:: Directions ::
From the entries, copy every line that carries the string "bumper".

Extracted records

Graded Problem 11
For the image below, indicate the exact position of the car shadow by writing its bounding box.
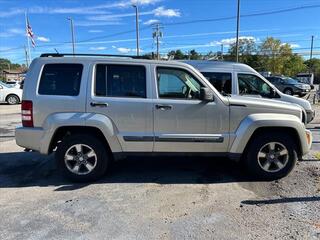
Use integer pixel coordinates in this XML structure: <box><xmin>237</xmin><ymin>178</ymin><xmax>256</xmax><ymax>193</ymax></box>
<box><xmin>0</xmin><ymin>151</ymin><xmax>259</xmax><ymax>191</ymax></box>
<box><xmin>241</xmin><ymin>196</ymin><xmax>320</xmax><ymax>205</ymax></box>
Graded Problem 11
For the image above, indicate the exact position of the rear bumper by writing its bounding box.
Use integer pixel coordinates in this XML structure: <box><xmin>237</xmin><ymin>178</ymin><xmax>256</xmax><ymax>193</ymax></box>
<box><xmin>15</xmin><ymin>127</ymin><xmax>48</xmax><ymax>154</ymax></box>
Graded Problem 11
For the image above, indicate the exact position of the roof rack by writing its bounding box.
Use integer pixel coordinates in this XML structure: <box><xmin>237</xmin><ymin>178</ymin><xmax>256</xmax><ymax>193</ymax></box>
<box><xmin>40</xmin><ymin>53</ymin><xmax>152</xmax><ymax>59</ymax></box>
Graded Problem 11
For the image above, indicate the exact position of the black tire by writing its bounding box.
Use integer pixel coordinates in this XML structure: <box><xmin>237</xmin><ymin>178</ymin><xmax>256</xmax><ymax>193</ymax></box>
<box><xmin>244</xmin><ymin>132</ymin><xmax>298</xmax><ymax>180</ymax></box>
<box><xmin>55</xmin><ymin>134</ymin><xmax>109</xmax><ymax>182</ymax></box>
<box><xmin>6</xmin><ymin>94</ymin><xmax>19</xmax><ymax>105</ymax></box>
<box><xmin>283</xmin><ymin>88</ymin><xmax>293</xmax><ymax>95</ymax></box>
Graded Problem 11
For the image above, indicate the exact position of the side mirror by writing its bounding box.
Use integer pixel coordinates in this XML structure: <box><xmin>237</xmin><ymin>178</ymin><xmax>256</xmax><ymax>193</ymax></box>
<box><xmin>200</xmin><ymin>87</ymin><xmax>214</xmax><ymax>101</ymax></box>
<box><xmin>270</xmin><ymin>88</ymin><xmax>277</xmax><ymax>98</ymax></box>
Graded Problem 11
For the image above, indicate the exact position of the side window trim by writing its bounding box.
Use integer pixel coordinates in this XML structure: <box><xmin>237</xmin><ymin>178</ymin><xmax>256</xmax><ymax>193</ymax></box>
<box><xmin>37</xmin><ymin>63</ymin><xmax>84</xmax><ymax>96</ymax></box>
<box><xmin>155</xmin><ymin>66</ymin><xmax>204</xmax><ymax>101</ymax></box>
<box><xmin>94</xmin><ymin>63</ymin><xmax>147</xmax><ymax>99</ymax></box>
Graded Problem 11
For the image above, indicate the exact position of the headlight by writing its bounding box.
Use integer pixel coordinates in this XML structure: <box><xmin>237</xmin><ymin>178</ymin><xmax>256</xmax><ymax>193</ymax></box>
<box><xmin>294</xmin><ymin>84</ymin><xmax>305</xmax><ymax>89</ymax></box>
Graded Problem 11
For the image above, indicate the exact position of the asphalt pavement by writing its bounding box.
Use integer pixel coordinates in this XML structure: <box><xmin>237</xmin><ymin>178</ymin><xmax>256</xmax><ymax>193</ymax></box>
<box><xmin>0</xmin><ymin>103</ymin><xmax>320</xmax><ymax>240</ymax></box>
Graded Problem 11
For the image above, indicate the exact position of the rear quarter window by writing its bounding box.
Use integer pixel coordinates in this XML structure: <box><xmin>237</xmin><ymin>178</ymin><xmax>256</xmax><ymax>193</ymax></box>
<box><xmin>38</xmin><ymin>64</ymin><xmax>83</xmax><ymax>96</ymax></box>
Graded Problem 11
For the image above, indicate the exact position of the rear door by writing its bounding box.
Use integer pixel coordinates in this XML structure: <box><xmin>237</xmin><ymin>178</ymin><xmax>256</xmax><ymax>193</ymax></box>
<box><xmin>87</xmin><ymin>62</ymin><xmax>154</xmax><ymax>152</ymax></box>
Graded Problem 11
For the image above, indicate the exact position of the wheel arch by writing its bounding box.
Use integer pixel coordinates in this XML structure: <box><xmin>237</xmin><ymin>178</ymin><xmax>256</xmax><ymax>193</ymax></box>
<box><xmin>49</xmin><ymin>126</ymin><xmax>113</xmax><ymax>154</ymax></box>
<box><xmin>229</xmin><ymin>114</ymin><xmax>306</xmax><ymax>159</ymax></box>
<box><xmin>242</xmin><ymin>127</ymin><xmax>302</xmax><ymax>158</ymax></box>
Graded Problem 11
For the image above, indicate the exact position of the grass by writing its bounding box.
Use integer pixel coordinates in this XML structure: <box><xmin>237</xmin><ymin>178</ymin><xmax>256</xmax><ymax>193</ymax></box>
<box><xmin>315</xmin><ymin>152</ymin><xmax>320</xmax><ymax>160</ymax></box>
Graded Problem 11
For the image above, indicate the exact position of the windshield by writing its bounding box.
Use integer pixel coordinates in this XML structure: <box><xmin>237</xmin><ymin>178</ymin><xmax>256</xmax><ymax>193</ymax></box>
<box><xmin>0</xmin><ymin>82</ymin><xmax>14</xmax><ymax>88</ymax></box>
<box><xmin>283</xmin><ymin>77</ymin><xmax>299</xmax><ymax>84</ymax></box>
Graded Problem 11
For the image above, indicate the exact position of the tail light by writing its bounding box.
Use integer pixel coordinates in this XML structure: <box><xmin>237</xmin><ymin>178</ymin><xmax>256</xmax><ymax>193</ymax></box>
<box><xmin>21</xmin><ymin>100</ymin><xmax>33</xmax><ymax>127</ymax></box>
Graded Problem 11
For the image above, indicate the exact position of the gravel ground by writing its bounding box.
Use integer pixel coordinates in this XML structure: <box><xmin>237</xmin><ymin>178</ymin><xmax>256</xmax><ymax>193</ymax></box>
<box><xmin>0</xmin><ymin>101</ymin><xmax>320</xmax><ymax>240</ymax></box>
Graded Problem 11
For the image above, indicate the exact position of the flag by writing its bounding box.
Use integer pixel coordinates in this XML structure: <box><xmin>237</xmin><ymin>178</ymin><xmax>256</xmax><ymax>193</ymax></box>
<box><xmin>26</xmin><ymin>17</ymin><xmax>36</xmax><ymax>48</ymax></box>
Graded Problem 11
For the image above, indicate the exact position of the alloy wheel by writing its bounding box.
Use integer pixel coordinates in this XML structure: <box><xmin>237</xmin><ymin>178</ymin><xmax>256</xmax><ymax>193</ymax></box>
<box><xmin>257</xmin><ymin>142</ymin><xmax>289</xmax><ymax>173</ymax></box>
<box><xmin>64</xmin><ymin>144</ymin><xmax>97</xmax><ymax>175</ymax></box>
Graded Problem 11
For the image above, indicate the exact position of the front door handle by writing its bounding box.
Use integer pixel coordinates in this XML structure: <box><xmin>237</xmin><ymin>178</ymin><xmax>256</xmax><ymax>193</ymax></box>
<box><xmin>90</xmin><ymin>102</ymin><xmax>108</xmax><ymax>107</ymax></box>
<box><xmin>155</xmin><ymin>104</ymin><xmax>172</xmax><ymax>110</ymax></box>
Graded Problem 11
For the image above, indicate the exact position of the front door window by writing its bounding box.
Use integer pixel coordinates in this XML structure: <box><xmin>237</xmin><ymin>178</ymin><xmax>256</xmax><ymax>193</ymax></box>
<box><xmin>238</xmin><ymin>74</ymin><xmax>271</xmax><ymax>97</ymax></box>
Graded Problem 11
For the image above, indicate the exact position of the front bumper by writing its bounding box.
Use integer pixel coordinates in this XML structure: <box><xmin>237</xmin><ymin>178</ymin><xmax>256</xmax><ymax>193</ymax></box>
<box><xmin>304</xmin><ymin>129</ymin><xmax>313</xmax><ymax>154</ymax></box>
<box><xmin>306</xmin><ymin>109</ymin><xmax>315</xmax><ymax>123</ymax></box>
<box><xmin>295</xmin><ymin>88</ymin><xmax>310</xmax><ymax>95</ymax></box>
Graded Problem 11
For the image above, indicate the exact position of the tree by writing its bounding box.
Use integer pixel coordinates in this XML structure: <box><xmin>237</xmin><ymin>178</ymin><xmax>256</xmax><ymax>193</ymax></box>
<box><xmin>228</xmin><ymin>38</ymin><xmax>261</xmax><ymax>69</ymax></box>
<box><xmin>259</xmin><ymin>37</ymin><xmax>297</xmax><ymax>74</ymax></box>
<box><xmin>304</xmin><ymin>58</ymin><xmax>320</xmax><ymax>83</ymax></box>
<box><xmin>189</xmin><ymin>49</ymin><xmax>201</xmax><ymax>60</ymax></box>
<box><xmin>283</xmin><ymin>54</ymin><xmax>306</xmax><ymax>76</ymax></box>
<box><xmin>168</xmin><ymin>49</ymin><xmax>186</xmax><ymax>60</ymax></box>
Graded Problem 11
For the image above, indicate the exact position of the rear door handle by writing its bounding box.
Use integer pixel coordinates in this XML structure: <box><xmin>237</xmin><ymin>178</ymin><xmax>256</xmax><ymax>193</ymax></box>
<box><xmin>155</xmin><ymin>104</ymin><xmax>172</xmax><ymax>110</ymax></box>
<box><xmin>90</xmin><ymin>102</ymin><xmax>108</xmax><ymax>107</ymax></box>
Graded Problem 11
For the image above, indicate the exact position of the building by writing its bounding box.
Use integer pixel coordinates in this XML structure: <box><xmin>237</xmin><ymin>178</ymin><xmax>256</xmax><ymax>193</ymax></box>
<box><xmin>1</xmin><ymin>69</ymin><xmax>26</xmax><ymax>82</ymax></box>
* * *
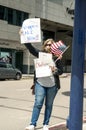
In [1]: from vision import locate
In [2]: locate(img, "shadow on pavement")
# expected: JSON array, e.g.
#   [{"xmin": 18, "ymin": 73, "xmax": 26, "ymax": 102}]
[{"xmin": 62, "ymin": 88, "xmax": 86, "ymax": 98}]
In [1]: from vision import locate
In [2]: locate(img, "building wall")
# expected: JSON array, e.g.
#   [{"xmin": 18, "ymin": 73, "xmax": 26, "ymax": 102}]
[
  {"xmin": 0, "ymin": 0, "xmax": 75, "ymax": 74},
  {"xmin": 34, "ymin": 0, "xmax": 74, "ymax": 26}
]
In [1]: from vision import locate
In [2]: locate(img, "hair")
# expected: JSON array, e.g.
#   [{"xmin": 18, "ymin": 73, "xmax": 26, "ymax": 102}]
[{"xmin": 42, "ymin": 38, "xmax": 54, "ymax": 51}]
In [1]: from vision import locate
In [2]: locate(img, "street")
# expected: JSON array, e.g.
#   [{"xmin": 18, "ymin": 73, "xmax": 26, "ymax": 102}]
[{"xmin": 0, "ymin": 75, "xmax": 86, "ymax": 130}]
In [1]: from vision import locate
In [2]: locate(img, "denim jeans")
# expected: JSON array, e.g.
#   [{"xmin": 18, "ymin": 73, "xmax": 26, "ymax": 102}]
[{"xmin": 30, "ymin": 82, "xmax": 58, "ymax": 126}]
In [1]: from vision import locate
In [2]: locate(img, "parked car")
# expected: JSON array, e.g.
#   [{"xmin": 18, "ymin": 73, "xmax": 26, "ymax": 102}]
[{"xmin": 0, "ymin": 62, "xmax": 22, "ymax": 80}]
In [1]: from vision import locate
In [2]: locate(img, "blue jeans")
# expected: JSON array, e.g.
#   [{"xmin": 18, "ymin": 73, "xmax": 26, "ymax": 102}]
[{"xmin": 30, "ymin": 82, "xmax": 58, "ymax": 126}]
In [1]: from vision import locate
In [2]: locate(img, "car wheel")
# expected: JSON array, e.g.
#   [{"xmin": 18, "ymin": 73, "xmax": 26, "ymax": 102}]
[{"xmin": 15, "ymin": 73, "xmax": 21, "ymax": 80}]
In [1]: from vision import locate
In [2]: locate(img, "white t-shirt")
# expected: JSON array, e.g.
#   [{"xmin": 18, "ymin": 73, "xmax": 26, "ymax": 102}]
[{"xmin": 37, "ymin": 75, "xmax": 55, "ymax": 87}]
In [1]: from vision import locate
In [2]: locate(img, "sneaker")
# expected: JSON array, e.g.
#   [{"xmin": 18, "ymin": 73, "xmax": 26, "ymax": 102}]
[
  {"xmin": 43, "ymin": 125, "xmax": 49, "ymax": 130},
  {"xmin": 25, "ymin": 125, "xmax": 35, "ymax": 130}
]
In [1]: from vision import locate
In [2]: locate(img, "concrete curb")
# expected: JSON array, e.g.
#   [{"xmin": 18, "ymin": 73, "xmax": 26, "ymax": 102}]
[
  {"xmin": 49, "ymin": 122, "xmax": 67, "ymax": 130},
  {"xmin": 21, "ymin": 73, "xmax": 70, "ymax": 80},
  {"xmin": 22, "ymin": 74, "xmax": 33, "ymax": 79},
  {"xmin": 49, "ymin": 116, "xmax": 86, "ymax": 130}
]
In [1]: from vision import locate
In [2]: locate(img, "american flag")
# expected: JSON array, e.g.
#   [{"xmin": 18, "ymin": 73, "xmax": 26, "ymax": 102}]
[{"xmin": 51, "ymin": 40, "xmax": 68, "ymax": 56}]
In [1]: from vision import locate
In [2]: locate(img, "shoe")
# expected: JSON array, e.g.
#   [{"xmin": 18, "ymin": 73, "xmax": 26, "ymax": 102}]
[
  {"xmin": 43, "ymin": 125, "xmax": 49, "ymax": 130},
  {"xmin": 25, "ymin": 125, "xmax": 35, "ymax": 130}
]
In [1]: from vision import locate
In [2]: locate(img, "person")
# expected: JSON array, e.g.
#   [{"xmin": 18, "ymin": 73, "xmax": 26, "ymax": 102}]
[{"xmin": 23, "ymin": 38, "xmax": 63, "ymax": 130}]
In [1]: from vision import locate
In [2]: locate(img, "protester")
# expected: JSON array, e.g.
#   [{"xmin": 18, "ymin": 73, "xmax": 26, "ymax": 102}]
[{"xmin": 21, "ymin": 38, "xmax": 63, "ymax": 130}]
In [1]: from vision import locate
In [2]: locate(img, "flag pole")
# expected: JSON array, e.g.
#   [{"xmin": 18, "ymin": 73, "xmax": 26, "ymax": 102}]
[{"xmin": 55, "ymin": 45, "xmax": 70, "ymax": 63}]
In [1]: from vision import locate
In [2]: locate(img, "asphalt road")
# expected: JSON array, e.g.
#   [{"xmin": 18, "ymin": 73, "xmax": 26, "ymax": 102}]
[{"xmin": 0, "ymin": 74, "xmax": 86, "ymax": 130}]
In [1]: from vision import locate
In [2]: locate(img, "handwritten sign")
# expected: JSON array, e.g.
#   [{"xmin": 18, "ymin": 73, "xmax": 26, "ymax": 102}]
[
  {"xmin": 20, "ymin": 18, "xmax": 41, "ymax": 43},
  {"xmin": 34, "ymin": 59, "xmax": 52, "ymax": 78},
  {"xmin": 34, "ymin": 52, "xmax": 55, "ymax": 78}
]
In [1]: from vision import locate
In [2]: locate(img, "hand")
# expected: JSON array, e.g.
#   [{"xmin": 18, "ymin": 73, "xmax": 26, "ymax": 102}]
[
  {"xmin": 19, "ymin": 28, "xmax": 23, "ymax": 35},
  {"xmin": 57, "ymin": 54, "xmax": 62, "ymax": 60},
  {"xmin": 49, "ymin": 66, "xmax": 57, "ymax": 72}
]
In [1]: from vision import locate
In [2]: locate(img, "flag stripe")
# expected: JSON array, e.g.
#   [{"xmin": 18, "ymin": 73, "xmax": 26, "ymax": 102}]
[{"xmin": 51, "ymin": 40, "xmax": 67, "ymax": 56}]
...
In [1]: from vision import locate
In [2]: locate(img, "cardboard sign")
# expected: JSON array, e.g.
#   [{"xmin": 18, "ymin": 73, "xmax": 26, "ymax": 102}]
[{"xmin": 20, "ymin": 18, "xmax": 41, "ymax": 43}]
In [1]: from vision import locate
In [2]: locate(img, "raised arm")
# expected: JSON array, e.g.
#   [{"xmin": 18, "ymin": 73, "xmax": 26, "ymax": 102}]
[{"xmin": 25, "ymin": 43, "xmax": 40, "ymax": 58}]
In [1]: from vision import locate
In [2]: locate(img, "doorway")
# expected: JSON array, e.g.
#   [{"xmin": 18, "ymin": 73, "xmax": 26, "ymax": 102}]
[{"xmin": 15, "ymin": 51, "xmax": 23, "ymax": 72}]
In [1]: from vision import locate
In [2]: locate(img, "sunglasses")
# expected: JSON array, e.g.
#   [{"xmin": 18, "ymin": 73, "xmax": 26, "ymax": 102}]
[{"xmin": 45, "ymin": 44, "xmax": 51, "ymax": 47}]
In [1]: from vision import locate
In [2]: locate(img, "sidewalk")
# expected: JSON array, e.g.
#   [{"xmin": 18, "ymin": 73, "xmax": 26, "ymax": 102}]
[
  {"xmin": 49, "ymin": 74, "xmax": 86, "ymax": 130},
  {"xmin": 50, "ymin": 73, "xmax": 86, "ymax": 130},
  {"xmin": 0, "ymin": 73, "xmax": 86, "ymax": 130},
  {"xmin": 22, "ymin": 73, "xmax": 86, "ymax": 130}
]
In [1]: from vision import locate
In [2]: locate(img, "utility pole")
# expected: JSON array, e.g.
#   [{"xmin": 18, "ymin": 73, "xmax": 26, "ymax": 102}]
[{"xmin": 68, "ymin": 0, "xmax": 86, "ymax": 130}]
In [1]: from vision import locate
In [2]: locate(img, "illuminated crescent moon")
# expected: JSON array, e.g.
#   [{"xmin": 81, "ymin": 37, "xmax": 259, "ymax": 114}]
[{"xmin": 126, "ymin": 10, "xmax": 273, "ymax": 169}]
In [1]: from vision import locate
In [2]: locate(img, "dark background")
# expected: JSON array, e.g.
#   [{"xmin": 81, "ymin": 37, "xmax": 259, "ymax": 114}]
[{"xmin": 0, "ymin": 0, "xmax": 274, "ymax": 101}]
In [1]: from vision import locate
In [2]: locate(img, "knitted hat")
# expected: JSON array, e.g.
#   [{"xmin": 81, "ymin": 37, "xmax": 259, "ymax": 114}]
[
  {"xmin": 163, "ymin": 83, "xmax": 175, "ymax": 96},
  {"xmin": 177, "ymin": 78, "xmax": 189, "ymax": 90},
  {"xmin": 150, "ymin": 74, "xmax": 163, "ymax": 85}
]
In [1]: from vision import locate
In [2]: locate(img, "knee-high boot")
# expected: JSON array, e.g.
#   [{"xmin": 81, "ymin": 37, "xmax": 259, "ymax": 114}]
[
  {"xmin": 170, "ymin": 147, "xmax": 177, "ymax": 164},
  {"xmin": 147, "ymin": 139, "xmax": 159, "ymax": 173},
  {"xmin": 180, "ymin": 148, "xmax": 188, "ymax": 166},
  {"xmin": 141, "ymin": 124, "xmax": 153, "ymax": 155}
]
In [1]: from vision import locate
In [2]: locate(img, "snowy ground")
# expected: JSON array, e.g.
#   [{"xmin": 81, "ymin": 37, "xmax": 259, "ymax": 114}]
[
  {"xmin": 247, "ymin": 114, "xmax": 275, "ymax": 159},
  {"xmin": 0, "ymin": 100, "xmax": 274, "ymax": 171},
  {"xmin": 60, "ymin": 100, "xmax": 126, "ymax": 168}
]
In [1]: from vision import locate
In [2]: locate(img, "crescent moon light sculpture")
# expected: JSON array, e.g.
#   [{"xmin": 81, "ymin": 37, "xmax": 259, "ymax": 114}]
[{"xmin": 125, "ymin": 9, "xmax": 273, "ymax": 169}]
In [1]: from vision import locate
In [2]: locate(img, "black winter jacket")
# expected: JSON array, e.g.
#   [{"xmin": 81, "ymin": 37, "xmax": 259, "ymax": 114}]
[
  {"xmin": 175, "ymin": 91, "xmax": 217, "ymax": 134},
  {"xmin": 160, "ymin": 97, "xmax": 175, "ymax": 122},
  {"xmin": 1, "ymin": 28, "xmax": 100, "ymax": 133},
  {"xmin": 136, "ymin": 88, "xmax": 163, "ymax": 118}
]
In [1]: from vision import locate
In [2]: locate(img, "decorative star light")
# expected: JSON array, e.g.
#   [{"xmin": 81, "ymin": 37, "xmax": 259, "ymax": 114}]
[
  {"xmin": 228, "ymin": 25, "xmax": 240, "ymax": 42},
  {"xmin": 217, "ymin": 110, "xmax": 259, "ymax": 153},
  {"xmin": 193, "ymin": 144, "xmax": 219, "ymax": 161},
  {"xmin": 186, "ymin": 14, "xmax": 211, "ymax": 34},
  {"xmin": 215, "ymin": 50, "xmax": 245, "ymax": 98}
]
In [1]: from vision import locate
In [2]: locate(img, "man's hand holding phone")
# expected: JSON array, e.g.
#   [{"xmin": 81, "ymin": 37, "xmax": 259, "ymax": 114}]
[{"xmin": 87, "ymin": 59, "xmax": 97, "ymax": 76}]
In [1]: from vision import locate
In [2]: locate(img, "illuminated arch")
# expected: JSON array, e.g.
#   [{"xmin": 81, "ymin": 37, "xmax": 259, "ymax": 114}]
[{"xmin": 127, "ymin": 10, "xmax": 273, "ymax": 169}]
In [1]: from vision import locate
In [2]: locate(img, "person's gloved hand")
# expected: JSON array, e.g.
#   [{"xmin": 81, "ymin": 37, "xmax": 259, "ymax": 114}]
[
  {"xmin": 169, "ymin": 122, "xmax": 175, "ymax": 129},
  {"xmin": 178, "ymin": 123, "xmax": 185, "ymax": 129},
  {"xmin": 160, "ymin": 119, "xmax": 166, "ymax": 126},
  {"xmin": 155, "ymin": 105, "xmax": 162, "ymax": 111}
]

:: Finished task ::
For the image above, indicate the exact position of the rear bumper by writing its bounding box.
For the image above, indicate the exact position of the front bumper by writing its bounding box.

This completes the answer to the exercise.